━━━ Data for the task

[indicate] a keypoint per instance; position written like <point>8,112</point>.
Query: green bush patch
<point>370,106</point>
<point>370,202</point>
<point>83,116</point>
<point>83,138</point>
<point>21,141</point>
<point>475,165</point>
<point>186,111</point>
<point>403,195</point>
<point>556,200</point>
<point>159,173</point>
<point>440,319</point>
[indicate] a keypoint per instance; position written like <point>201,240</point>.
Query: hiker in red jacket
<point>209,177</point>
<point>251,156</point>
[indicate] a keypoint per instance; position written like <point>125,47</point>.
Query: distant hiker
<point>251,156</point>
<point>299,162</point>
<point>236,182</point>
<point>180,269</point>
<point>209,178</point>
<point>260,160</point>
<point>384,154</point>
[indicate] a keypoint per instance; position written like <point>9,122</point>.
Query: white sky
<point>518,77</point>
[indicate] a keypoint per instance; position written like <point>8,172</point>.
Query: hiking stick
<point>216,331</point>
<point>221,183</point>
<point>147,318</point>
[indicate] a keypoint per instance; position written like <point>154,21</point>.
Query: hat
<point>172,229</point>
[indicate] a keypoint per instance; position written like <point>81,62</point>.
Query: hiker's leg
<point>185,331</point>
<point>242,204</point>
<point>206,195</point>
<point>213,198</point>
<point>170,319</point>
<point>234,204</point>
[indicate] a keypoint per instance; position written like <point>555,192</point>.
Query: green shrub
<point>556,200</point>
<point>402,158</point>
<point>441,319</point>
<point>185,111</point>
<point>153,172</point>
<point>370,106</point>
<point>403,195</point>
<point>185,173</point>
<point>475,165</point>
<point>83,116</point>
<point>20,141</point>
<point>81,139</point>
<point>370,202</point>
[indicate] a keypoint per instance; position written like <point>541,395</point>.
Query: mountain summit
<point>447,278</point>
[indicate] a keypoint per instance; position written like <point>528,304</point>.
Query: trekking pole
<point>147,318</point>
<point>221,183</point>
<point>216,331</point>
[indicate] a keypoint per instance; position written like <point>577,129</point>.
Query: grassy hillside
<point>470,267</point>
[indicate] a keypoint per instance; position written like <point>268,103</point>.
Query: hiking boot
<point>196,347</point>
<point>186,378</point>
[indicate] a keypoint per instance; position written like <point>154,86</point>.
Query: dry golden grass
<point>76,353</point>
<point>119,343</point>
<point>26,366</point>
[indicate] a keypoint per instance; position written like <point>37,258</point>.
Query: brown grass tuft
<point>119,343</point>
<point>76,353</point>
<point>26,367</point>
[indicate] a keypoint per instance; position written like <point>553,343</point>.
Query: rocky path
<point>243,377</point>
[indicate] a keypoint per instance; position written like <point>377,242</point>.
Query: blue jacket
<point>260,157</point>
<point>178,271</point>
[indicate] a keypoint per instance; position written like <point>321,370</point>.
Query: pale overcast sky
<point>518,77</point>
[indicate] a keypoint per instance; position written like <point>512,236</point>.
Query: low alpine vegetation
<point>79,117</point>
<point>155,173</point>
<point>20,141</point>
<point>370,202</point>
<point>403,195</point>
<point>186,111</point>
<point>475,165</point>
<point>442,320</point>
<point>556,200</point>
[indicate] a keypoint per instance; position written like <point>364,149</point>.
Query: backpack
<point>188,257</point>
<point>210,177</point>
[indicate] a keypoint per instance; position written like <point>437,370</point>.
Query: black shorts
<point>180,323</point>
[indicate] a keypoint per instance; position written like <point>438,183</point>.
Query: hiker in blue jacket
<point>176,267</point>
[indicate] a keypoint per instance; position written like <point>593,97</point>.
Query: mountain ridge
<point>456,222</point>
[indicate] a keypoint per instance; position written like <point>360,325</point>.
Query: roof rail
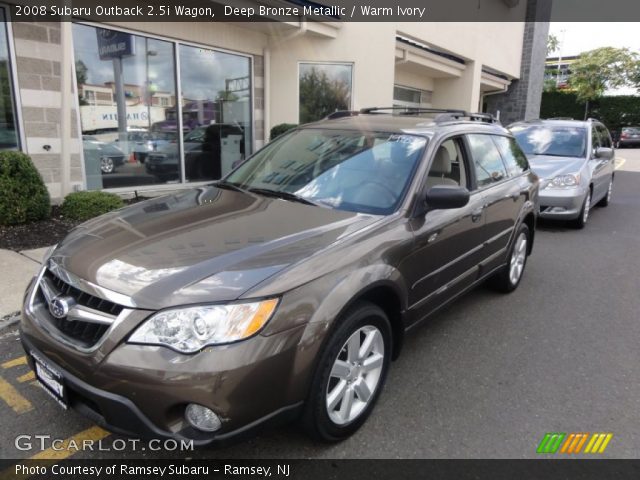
<point>444,114</point>
<point>342,114</point>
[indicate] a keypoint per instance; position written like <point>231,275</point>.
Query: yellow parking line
<point>26,377</point>
<point>61,452</point>
<point>15,362</point>
<point>12,397</point>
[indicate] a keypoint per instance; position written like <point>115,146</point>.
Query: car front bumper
<point>143,391</point>
<point>561,203</point>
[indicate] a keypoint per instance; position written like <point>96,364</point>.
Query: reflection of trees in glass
<point>323,90</point>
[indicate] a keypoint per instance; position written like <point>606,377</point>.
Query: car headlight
<point>564,181</point>
<point>190,329</point>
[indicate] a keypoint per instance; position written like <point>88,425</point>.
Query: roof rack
<point>444,115</point>
<point>342,114</point>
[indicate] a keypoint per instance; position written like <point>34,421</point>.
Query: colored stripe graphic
<point>550,442</point>
<point>598,443</point>
<point>572,443</point>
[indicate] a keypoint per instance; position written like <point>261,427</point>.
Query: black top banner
<point>326,10</point>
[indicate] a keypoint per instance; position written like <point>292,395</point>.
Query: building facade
<point>153,106</point>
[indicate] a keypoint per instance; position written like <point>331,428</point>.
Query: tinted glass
<point>216,111</point>
<point>365,172</point>
<point>551,140</point>
<point>487,161</point>
<point>514,159</point>
<point>8,130</point>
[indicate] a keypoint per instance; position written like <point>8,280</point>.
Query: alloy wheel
<point>355,375</point>
<point>518,258</point>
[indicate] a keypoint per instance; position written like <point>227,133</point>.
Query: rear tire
<point>350,374</point>
<point>508,278</point>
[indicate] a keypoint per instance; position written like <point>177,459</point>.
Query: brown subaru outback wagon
<point>285,289</point>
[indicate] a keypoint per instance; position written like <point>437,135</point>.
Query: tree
<point>596,71</point>
<point>553,43</point>
<point>321,95</point>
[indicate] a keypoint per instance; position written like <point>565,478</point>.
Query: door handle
<point>477,214</point>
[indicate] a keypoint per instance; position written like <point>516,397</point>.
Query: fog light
<point>202,418</point>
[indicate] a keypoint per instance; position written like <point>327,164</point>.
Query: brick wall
<point>38,56</point>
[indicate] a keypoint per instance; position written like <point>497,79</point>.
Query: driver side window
<point>448,166</point>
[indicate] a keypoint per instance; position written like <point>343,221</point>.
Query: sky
<point>577,37</point>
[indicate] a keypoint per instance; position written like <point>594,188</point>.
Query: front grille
<point>84,334</point>
<point>83,298</point>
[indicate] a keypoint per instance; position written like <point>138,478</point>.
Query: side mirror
<point>442,197</point>
<point>604,152</point>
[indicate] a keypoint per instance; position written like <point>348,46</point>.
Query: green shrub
<point>278,130</point>
<point>88,204</point>
<point>23,195</point>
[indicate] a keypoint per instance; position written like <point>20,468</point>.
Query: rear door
<point>499,165</point>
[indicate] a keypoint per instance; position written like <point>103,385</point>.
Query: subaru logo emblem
<point>59,306</point>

━━━━━━

### Aim of the exercise
Can you copy out every row above word for word, leaving the pictures out of your answer?

### Final answer
[indicate] a keypoint per instance; position written like <point>8,112</point>.
Query: green bush patch
<point>370,106</point>
<point>370,202</point>
<point>83,116</point>
<point>83,138</point>
<point>21,141</point>
<point>475,165</point>
<point>186,111</point>
<point>403,195</point>
<point>556,200</point>
<point>159,173</point>
<point>440,319</point>
[indicate] a keypoint per instance; position written like <point>201,240</point>.
Query: hiker in red jacket
<point>209,177</point>
<point>251,156</point>
[indicate] a keypoint per instance; position written like <point>125,47</point>.
Query: distant hiker
<point>251,156</point>
<point>299,162</point>
<point>236,182</point>
<point>180,269</point>
<point>209,178</point>
<point>260,160</point>
<point>384,154</point>
[indicate] a keypoint per instance; position written like <point>9,122</point>.
Query: white sky
<point>518,77</point>
[indicate] a keypoint per instance; position written like <point>8,172</point>.
Query: hiking stick
<point>216,331</point>
<point>221,183</point>
<point>147,318</point>
[indicate] a keypoint per instance; position written like <point>154,21</point>.
Query: hat
<point>172,229</point>
[indicate] a keypoint per instance; position written like <point>81,62</point>.
Query: hiker's leg
<point>185,331</point>
<point>242,204</point>
<point>206,195</point>
<point>213,198</point>
<point>170,319</point>
<point>234,204</point>
[indicate] a keypoint per instance; position written like <point>555,192</point>.
Query: green shrub
<point>556,200</point>
<point>402,158</point>
<point>441,319</point>
<point>185,111</point>
<point>153,172</point>
<point>370,106</point>
<point>403,195</point>
<point>185,173</point>
<point>475,165</point>
<point>83,116</point>
<point>20,141</point>
<point>81,139</point>
<point>370,202</point>
[indicate] a keypoint per instance; position written like <point>541,395</point>.
Query: mountain summit
<point>447,278</point>
[indicate] a keypoint per instance; position written like <point>528,304</point>.
Query: trekking pole
<point>147,318</point>
<point>221,183</point>
<point>216,331</point>
[indicate] a keypoint per instance; position written like <point>577,129</point>.
Query: grassy hillside
<point>470,267</point>
[indicate] a keypoint per instance; position written like <point>268,103</point>.
Query: hiking boot
<point>196,347</point>
<point>186,378</point>
[indicate] a keypoint per instance; position written like <point>154,86</point>.
Query: dry golden grass
<point>76,353</point>
<point>119,343</point>
<point>26,366</point>
[indicate] a keypoint per instance; position written like <point>37,258</point>.
Query: brown grass tuft
<point>119,343</point>
<point>76,353</point>
<point>26,367</point>
[indicate] a keypoint per instance; position written like <point>553,343</point>.
Query: rocky path
<point>243,377</point>
[indicate] a keypoint per instance; position written like <point>377,242</point>.
Query: blue jacket
<point>260,157</point>
<point>178,271</point>
[indicate] a keypoint per instance; position written like <point>321,370</point>.
Query: pale overcast sky
<point>518,77</point>
[indicate] a keypoint per instance; position written like <point>512,236</point>.
Query: low alpine vegetation
<point>79,117</point>
<point>155,173</point>
<point>20,141</point>
<point>370,202</point>
<point>403,195</point>
<point>186,111</point>
<point>475,165</point>
<point>442,320</point>
<point>556,200</point>
[indicate] a keypoint per instance; position written like <point>364,149</point>.
Query: backpack
<point>188,257</point>
<point>210,177</point>
[indicate] a keypoint per instance; position written like <point>437,370</point>.
Query: black shorts
<point>180,323</point>
[indicate] a keypoint per instance; position written like <point>438,183</point>.
Query: hiker in blue jacket
<point>176,267</point>
[indicate] a keypoint per instance; position written like <point>593,97</point>.
Query: mountain ridge
<point>456,222</point>
[indicate] a keypoint per instance; position written like <point>360,325</point>.
Query: roof rail
<point>444,114</point>
<point>342,114</point>
[indicate] a keypoint per instance; position written like <point>231,275</point>.
Query: yellow parking line
<point>26,377</point>
<point>61,452</point>
<point>15,362</point>
<point>12,397</point>
[indicate] a keypoint per instance; position written like <point>115,146</point>.
Query: car front bumper
<point>143,391</point>
<point>561,203</point>
[indicate] a keypoint per instance; position written like <point>96,364</point>.
Query: reflection of trees in glass
<point>323,90</point>
[indicate] a keypoint per instance; position written like <point>606,377</point>.
Query: car headlight
<point>564,181</point>
<point>190,329</point>
[indicate] a keypoint per instance; position written like <point>88,425</point>.
Query: roof rack
<point>444,115</point>
<point>342,114</point>
[indicate] a keypoint per instance; position written like <point>34,421</point>.
Query: colored stripe graphic
<point>550,442</point>
<point>598,443</point>
<point>572,443</point>
[indicate] a keypoint per instance; position written like <point>261,427</point>.
Query: black top banner
<point>326,10</point>
[indicate] a keypoint per instance; position written like <point>292,395</point>.
Query: building facade
<point>153,106</point>
[indicate] a keypoint per instance; position written like <point>331,428</point>.
Query: tinted glass
<point>216,111</point>
<point>365,172</point>
<point>551,140</point>
<point>487,161</point>
<point>514,159</point>
<point>8,130</point>
[indicate] a keypoint per instance; position written like <point>8,280</point>.
Query: alloy wheel
<point>355,375</point>
<point>518,258</point>
[indicate] a keypoint per instance; position written like <point>227,133</point>.
Query: rear tire
<point>350,374</point>
<point>508,278</point>
[indicate] a keypoint per instance; position written like <point>177,459</point>.
Query: brown subaru outback wagon
<point>285,289</point>
[indicate] a keypoint per instance; position written like <point>437,135</point>.
Query: tree
<point>596,71</point>
<point>553,43</point>
<point>321,95</point>
[indicate] a keypoint per instance; position written like <point>565,478</point>.
Query: door handle
<point>477,214</point>
[indicate] a keypoint per instance; position written like <point>516,397</point>.
Query: fog light
<point>202,418</point>
[indicate] a keypoint per instance; position written like <point>327,164</point>.
Query: brick wall
<point>38,56</point>
[indicate] a keypoint per instance; position written like <point>497,79</point>.
Query: driver side window
<point>448,166</point>
[indicate] a keypoint per instance; position written like <point>343,221</point>.
Query: sky
<point>577,37</point>
[indicate] a keypoint per instance; position written like <point>594,188</point>.
Query: front grille
<point>84,334</point>
<point>83,298</point>
[indicate] a keypoint per instance; position written like <point>138,478</point>.
Query: side mirror
<point>442,197</point>
<point>604,152</point>
[indicate] a keypoint per instance; position written like <point>348,46</point>.
Query: green shrub
<point>278,130</point>
<point>88,204</point>
<point>23,195</point>
[indicate] a keypoint per instance; position written like <point>20,468</point>.
Query: rear door
<point>499,165</point>
[indicate] a keypoint per instance; position written like <point>103,385</point>.
Query: subaru logo emblem
<point>59,306</point>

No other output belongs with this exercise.